» **What you need to do**:
Reproduce the text of each item below word for word, and leave the pictures out of your answer.
___
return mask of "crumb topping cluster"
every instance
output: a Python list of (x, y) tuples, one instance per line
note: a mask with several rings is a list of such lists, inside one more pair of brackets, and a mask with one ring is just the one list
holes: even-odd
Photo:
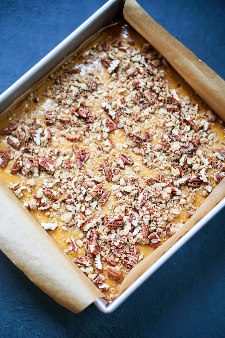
___
» **Output for this exercise**:
return mask of "crumb topping cluster"
every instance
output: a Python list of (x, y) tuples, one instance per line
note: a mask with several rings is a list of such lists, inside one more pair of brackets, and a mask with one ring is just the one list
holes: even-odd
Photo:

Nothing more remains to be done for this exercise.